▶ **REQUEST A**: In the King of the Nerds thread, on which network does the show air?
▶ **REQUEST B**: From the King of the Nerds thread, give again the part that opens with the words containing "## chris410 (Jan" and closes with "Hipsters. Hipsters everywhere.".
▶ **REQUEST C**: Proceed with the forum thread about the show King of the Nerds, picking up right after the point where it stops.

▶ **SELECTED TEXT**:
"""
# King of the Nerds



## chris410 (Jan 18, 2013)

Not sure if anyone saw the show last night. On the show is a girl named Celeste who is a pro gamer/speed solver. The show comes on TBS. Here is more info for those who want to see it:

http://www.tbs.com/shows/king-of-the-nerds/


----------



## applemobile (Jan 18, 2013)

Hipsters. Hipsters everywhere.


----------



## emolover (Jan 18, 2013)

Was she hot?


----------



## uniacto (Jan 18, 2013)

2minutes and 38 seconds in - I see asian girl. I predict she's the cuber.
9 minutes and 45 seconds in - I predicted right.




emolover said:


> Was she hot?



She's alrightish


----------



## IamWEB (Jan 18, 2013)

.This thread


----------



## Dene (Jan 18, 2013)
"""
▶ **STORED ROWS**:
"""
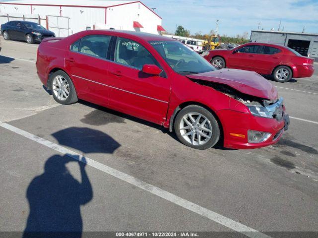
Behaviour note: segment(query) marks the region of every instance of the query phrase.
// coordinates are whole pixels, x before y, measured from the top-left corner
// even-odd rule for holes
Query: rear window
[[[295,50],[293,50],[292,49],[290,48],[289,47],[287,47],[287,49],[288,49],[289,51],[291,51],[294,54],[295,54],[296,56],[303,56],[302,55],[299,54],[298,52],[297,52]]]
[[[81,53],[106,59],[111,38],[110,36],[104,35],[87,36],[81,38],[79,47],[77,45],[77,41],[72,46],[74,47],[75,51],[77,51],[76,50],[79,47],[78,51]]]
[[[281,51],[279,49],[270,46],[264,46],[261,50],[260,54],[265,55],[274,55],[280,52]]]
[[[80,39],[74,42],[71,45],[70,49],[72,51],[78,52],[79,51],[79,48],[80,48]]]

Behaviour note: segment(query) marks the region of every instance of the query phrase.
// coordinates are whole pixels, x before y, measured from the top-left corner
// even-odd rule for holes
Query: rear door
[[[78,95],[104,106],[108,103],[107,55],[111,38],[104,35],[83,37],[71,45],[65,58]]]
[[[274,67],[282,60],[281,52],[278,48],[262,46],[259,54],[255,54],[255,71],[264,74],[270,74]]]
[[[17,21],[11,21],[7,23],[8,33],[10,36],[10,39],[12,40],[18,39],[16,31],[17,23]]]
[[[230,68],[254,71],[255,57],[259,53],[260,46],[248,45],[234,51],[229,56],[228,66]]]
[[[109,64],[109,105],[125,113],[159,123],[166,120],[170,80],[143,73],[143,66],[162,68],[142,44],[118,37]]]

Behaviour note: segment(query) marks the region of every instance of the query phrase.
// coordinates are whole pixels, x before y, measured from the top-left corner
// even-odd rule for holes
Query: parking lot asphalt
[[[79,211],[70,224],[81,223],[84,232],[227,232],[236,225],[272,237],[279,235],[269,232],[318,232],[317,71],[310,78],[271,81],[291,117],[277,144],[199,151],[129,116],[84,102],[57,104],[36,75],[37,45],[1,38],[1,46],[0,121],[14,127],[0,127],[0,231],[24,230],[34,209],[28,201],[47,209],[56,200],[66,201],[60,212]],[[63,148],[91,160],[83,169]],[[86,181],[86,190],[59,189],[69,183],[76,190],[73,178]],[[38,197],[30,192],[36,182],[46,191]],[[70,206],[79,204],[79,193],[86,199]]]

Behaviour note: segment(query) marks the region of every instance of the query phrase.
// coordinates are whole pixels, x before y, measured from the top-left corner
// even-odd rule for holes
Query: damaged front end
[[[243,94],[226,84],[221,84],[200,80],[200,84],[214,88],[245,105],[250,113],[256,117],[276,119],[278,121],[284,118],[284,109],[283,98],[269,100]]]

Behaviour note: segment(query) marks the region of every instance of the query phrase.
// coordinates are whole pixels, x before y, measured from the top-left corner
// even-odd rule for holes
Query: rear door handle
[[[70,63],[74,63],[74,62],[75,62],[74,58],[66,59],[65,60],[67,61],[68,62],[70,62]]]
[[[111,73],[112,74],[114,74],[116,76],[117,76],[118,77],[120,77],[121,76],[122,76],[123,74],[121,73],[121,72],[119,70],[117,70],[117,71],[112,71],[110,72],[110,73]]]

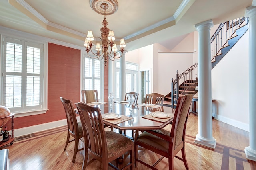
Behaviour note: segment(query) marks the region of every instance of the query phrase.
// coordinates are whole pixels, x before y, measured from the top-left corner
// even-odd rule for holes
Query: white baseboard
[[[77,117],[76,119],[78,121],[80,121],[80,117],[79,116]],[[14,129],[14,137],[16,137],[66,125],[67,125],[67,120],[65,119],[22,128]],[[10,133],[11,132],[10,131]]]
[[[231,125],[238,128],[249,132],[249,124],[244,123],[240,121],[234,120],[228,117],[224,117],[219,115],[216,115],[214,119],[219,121],[224,122],[225,123]]]

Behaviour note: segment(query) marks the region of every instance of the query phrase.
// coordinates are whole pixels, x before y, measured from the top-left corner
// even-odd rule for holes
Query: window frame
[[[82,50],[81,50],[82,51]],[[84,51],[81,52],[82,53],[82,58],[81,59],[81,89],[80,90],[97,90],[95,89],[93,87],[94,86],[94,78],[95,77],[94,76],[94,69],[93,67],[92,68],[92,87],[90,89],[85,89],[85,59],[91,59],[92,61],[92,65],[94,66],[94,61],[95,60],[99,61],[100,61],[100,76],[99,78],[96,78],[96,79],[99,80],[100,81],[100,90],[98,90],[98,97],[99,98],[99,100],[101,101],[103,101],[104,100],[104,62],[102,60],[99,60],[98,59],[92,59],[91,58],[89,57],[87,55],[87,53],[85,53]],[[80,101],[82,101],[82,96],[80,95]]]
[[[4,89],[4,69],[6,69],[4,67],[4,64],[5,62],[4,61],[5,57],[4,57],[4,39],[12,39],[13,41],[20,41],[25,42],[27,44],[27,46],[31,46],[31,44],[37,45],[41,45],[42,47],[42,56],[40,56],[40,58],[42,59],[41,61],[40,61],[40,64],[41,68],[40,68],[40,75],[42,76],[42,82],[40,82],[40,88],[42,88],[40,89],[41,91],[40,96],[40,107],[37,108],[36,109],[32,109],[31,110],[28,109],[23,109],[22,111],[17,111],[14,110],[12,111],[12,110],[15,110],[15,109],[10,108],[10,110],[12,113],[15,113],[15,117],[19,117],[23,116],[27,116],[32,115],[35,115],[45,113],[48,110],[47,109],[48,103],[47,103],[47,74],[48,74],[48,55],[46,51],[48,51],[48,43],[47,42],[44,41],[42,40],[42,38],[38,37],[38,36],[35,36],[33,35],[26,35],[26,34],[17,34],[16,31],[12,31],[12,30],[8,30],[7,32],[10,31],[11,32],[10,33],[1,33],[0,34],[1,37],[1,41],[2,42],[0,47],[0,53],[1,54],[1,56],[0,57],[0,73],[1,74],[1,76],[0,76],[0,84],[1,85],[1,90],[0,91],[0,104],[3,104],[3,99],[4,99],[4,92],[3,90]],[[22,35],[24,37],[22,37]],[[26,36],[26,37],[25,37]],[[26,46],[25,47],[26,49]],[[23,50],[25,50],[26,51],[26,49],[23,49]],[[7,75],[7,74],[6,74]],[[25,107],[24,108],[26,108]]]
[[[119,81],[118,81],[117,79],[117,74],[119,74],[119,78],[120,78],[120,66],[119,65],[119,66],[118,67],[117,64],[117,62],[119,63],[119,64],[120,63],[120,59],[116,59],[115,60],[114,62],[114,84],[116,84],[116,86],[115,86],[116,87],[114,88],[114,91],[115,93],[114,93],[114,95],[115,96],[115,98],[116,100],[122,100],[120,98],[120,82]],[[128,65],[133,65],[134,67],[136,67],[136,69],[129,69],[128,67],[127,66]],[[125,74],[126,76],[127,74],[130,74],[132,75],[132,78],[136,78],[136,85],[134,85],[134,88],[136,88],[136,89],[134,89],[134,90],[131,90],[131,91],[134,91],[136,92],[138,92],[139,91],[139,64],[137,63],[132,63],[129,61],[126,61],[125,62]],[[134,75],[136,75],[136,76],[135,76]],[[120,81],[120,80],[119,80]],[[134,81],[135,81],[134,80],[133,80],[131,83],[134,83]],[[119,86],[118,86],[119,85]],[[117,88],[118,87],[118,88]]]

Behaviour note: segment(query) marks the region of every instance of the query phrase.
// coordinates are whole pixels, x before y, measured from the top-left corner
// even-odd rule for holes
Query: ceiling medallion
[[[116,0],[90,0],[90,4],[94,11],[101,15],[112,14],[116,12],[118,8]]]
[[[103,25],[103,27],[100,29],[101,38],[99,37],[102,44],[101,45],[100,43],[96,43],[95,50],[93,49],[92,47],[94,45],[92,41],[94,41],[95,39],[92,35],[92,31],[88,31],[84,45],[85,47],[85,50],[87,52],[88,57],[92,59],[98,59],[100,60],[103,59],[105,66],[106,66],[107,62],[109,59],[114,61],[116,59],[120,58],[123,55],[125,50],[124,47],[126,46],[124,39],[121,39],[119,51],[120,51],[122,54],[120,55],[118,52],[118,49],[117,49],[116,44],[114,41],[116,38],[114,31],[110,30],[107,27],[108,24],[106,19],[107,11],[108,12],[108,15],[115,13],[117,10],[118,4],[116,0],[90,0],[90,2],[91,7],[94,11],[99,14],[104,15],[104,19],[101,23]],[[103,10],[103,13],[101,12],[101,10]],[[110,50],[109,50],[109,49]]]

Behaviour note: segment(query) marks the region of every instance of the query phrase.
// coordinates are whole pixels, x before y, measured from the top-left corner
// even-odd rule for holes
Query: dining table
[[[149,104],[134,103],[130,108],[127,101],[114,101],[111,106],[108,102],[86,104],[98,107],[104,124],[120,132],[162,129],[172,123],[175,112],[171,107]]]

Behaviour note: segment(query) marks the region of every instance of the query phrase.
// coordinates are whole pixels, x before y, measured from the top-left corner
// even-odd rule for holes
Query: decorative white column
[[[109,59],[108,61],[108,93],[114,93],[114,61],[112,61],[111,60]],[[114,94],[114,95],[115,94]]]
[[[254,0],[254,2],[255,2]],[[254,3],[254,5],[256,5]],[[244,149],[246,158],[256,161],[256,6],[246,8],[249,17],[249,145]]]
[[[195,143],[215,148],[212,137],[210,28],[212,20],[195,25],[198,32],[198,134]]]
[[[124,100],[125,96],[125,54],[127,52],[124,51],[120,58],[120,100]]]

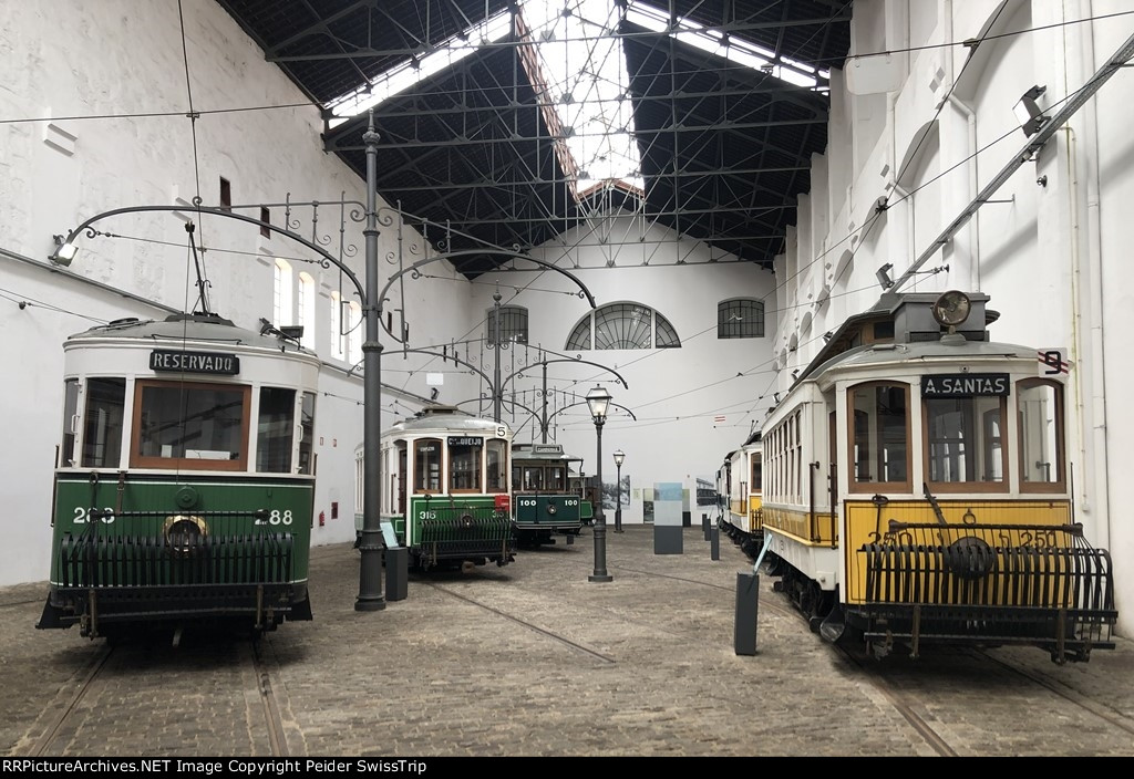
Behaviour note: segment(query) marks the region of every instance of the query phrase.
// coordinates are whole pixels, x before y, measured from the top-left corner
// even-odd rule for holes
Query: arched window
[[[352,300],[347,303],[347,360],[350,365],[362,362],[362,306]]]
[[[763,301],[753,298],[734,298],[717,303],[717,337],[764,337]]]
[[[500,307],[500,337],[496,335],[496,307],[484,315],[485,343],[527,343],[527,309],[523,306]]]
[[[583,317],[567,337],[568,350],[672,349],[680,345],[677,331],[666,317],[637,303],[603,306]]]
[[[286,259],[276,260],[276,275],[272,279],[272,324],[294,324],[291,318],[295,311],[291,308],[291,264]]]
[[[315,349],[315,280],[310,273],[299,274],[299,300],[296,324],[303,326],[301,343]]]
[[[331,292],[331,357],[346,359],[346,339],[342,335],[342,296]]]

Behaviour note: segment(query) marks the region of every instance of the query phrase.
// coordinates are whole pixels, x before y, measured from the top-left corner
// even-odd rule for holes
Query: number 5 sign
[[[1041,376],[1066,374],[1070,369],[1070,361],[1067,359],[1066,349],[1040,349],[1036,357],[1040,361]]]

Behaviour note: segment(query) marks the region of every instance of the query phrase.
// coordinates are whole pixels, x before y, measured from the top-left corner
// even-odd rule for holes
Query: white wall
[[[623,522],[634,523],[642,521],[642,495],[634,490],[652,489],[655,482],[682,482],[692,490],[691,512],[695,512],[696,478],[714,478],[725,454],[743,443],[753,425],[759,427],[771,405],[775,370],[770,346],[777,316],[775,276],[770,272],[751,263],[709,263],[703,243],[677,240],[660,226],[640,231],[628,222],[615,219],[602,225],[602,232],[609,229],[613,236],[628,234],[626,242],[600,243],[593,232],[575,230],[531,254],[576,276],[600,308],[625,302],[654,309],[672,325],[682,342],[679,349],[567,353],[567,337],[590,307],[585,299],[573,294],[578,286],[555,271],[485,274],[477,280],[482,283],[473,286],[476,310],[492,306],[497,283],[501,303],[528,309],[530,348],[521,348],[518,359],[533,369],[505,386],[506,393],[525,393],[525,405],[542,410],[542,401],[534,393],[542,389],[542,370],[534,366],[542,358],[532,346],[548,350],[548,359],[567,353],[600,363],[625,378],[627,387],[608,370],[592,365],[548,366],[549,389],[574,392],[583,401],[587,391],[601,384],[612,395],[612,403],[625,406],[636,418],[615,409],[602,431],[603,481],[613,483],[612,453],[623,450],[623,476],[631,478],[633,498],[623,512]],[[642,241],[637,240],[640,234]],[[521,263],[518,267],[532,265]],[[765,337],[717,337],[717,305],[739,297],[764,299]],[[510,359],[505,352],[508,366],[502,369],[502,378],[519,369],[518,363],[511,368]],[[555,410],[549,411],[552,413]],[[714,421],[717,416],[725,420]],[[506,419],[513,421],[511,417]],[[541,440],[539,425],[533,425],[528,413],[521,411],[514,426],[519,430],[518,440]],[[596,436],[586,404],[555,413],[552,428],[549,433],[555,438],[549,440],[585,457],[584,471],[595,473]],[[692,520],[700,523],[700,514]]]

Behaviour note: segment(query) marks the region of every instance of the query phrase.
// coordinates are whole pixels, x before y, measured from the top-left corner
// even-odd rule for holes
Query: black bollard
[[[736,631],[734,648],[737,654],[756,653],[756,611],[760,605],[760,576],[754,573],[736,574]]]

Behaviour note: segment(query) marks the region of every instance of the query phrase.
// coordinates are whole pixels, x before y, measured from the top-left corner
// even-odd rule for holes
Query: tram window
[[[133,464],[244,470],[249,395],[246,386],[138,382]]]
[[[543,489],[543,469],[539,465],[528,465],[524,469],[524,481],[521,489],[535,493]]]
[[[484,446],[488,491],[508,491],[508,442],[492,438]]]
[[[315,472],[315,393],[303,393],[303,406],[299,409],[299,473]]]
[[[78,433],[78,379],[64,384],[64,442],[59,452],[59,468],[75,465],[75,434]]]
[[[441,442],[437,438],[414,442],[414,491],[441,491]]]
[[[406,490],[403,489],[403,485],[406,483],[406,442],[399,440],[396,446],[398,447],[398,473],[391,479],[392,483],[390,485],[389,494],[398,496],[396,512],[405,516]]]
[[[259,472],[291,472],[294,418],[295,389],[260,388],[260,419],[256,426],[256,470]]]
[[[1052,491],[1064,483],[1063,387],[1046,379],[1017,385],[1019,488]]]
[[[850,404],[852,489],[877,483],[909,489],[909,388],[866,384],[847,392]]]
[[[481,439],[473,444],[468,438],[449,443],[449,488],[454,491],[481,490]]]
[[[1002,397],[929,397],[925,460],[930,485],[1005,486]]]
[[[125,378],[88,378],[83,426],[83,466],[117,468],[122,453]]]

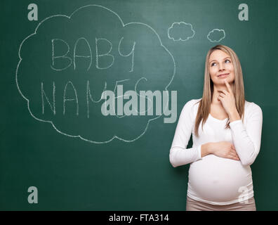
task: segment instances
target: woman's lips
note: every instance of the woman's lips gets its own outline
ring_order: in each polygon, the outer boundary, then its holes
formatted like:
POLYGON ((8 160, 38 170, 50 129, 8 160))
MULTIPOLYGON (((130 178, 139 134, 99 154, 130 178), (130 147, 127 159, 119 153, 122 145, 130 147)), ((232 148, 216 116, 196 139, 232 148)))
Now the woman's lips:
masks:
POLYGON ((225 73, 225 74, 223 74, 222 75, 218 76, 218 77, 220 77, 220 78, 226 77, 227 75, 229 75, 229 74, 228 73, 225 73))

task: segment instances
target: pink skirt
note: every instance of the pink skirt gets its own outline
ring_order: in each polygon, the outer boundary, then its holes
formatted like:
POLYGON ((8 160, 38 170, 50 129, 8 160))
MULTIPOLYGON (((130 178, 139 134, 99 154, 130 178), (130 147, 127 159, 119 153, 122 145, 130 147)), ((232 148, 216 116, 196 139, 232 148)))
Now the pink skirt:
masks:
POLYGON ((197 201, 187 196, 186 211, 256 211, 256 208, 254 197, 242 202, 215 205, 197 201))

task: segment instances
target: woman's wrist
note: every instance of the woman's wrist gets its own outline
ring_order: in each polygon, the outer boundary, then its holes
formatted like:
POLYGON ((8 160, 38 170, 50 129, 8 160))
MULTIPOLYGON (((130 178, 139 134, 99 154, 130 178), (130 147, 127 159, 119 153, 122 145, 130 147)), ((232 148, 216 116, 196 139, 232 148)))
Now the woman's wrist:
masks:
POLYGON ((203 158, 208 154, 211 154, 213 153, 212 150, 212 143, 208 142, 201 145, 201 157, 203 158))

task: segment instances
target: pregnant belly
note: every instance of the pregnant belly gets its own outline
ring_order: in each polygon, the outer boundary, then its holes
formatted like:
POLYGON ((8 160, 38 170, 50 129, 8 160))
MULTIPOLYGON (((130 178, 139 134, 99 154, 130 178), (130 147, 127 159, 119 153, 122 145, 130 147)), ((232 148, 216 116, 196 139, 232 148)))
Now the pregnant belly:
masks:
"""
▶ **EXERCISE ANSWER A**: TBS

▶ **EXERCISE ANSWER B**:
## chris410 (Jan 18, 2013)

Not sure if anyone saw the show last night. On the show is a girl named Celeste who is a pro gamer/speed solver. The show comes on TBS. Here is more info for those who want to see it:

http://www.tbs.com/shows/king-of-the-nerds/


----------



## applemobile (Jan 18, 2013)

Hipsters. Hipsters everywhere.

▶ **EXERCISE ANSWER C**:
Video doesn't load; I assume it's because I'm not in the US. Disappointed


----------



## uniacto (Jan 19, 2013)

Dene said:


> Video doesn't load; I assume it's because I'm not in the US. Disappointed



you aren't missing much


----------



## Dene (Jan 19, 2013)

uniacto said:


> you aren't missing much



Wanna see hot azn chick


----------



## JonnyWhoopes (Jan 19, 2013)

Dene said:


> Wanna see hot azn chick



"alrightish" azn chick


----------



## aznanimedude (Jan 19, 2013)

She looks filipina. Good enough for me


----------



## Ross The Boss (Jan 20, 2013)

I speak Klingon, maybe i should try out for this show.


----------



## Escher (Jan 21, 2013)

Celeste = Eric Limeback's ex? Haven't watched vid...


----------



## donvino (Jan 21, 2013)

Looks like that's her WCA profile: http://worldcubeassociation.org/results/p.php?i=2009ANDE04
Unfortunately I can't watch the show either.. Oh well..


----------



## Stefan (Jan 21, 2013)

http://www.google.com/search?q="king+of+the+nerds"+celeste
=> http://www.youtube.com/watch?v=6uBOnttFBGY


----------



## Dene (Jan 22, 2013)

onice, total hotty. It's just a shame she's an FPS fan... totally lame.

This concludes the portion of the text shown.